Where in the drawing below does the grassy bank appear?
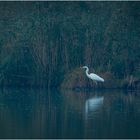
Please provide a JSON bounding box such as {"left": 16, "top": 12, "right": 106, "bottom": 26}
{"left": 61, "top": 68, "right": 140, "bottom": 90}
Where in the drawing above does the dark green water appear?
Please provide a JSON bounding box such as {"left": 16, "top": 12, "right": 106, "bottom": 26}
{"left": 0, "top": 88, "right": 140, "bottom": 139}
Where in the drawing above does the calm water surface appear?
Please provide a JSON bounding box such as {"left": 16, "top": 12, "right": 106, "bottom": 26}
{"left": 0, "top": 88, "right": 140, "bottom": 138}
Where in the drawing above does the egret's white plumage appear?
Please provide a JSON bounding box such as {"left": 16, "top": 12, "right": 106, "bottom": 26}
{"left": 82, "top": 66, "right": 104, "bottom": 83}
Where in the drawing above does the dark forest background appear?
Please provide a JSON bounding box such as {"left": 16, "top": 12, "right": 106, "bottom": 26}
{"left": 0, "top": 2, "right": 140, "bottom": 89}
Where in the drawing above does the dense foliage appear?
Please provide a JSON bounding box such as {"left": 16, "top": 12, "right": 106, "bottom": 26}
{"left": 0, "top": 2, "right": 140, "bottom": 88}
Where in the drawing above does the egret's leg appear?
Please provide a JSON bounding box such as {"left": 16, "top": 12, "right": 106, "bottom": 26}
{"left": 94, "top": 81, "right": 97, "bottom": 85}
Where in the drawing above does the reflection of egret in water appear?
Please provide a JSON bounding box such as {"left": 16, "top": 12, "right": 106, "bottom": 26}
{"left": 85, "top": 96, "right": 104, "bottom": 119}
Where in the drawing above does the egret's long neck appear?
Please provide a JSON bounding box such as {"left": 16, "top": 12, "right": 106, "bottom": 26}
{"left": 85, "top": 67, "right": 90, "bottom": 77}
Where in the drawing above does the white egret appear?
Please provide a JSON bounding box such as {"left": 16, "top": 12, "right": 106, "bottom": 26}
{"left": 82, "top": 66, "right": 104, "bottom": 84}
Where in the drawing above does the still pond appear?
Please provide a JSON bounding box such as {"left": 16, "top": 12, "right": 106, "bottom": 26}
{"left": 0, "top": 88, "right": 140, "bottom": 138}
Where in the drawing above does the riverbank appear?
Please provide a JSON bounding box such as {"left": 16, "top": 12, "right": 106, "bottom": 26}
{"left": 61, "top": 68, "right": 140, "bottom": 90}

## [Task statement]
Beginning with the line that holds "Where in the drawing above does the riverbank", restate word for word every line down to the end of the data, and only those lines.

## [Worked solution]
Where in the drawing above does the riverbank appear?
Please provide a JSON bounding box such as {"left": 16, "top": 12, "right": 106, "bottom": 26}
{"left": 61, "top": 68, "right": 140, "bottom": 90}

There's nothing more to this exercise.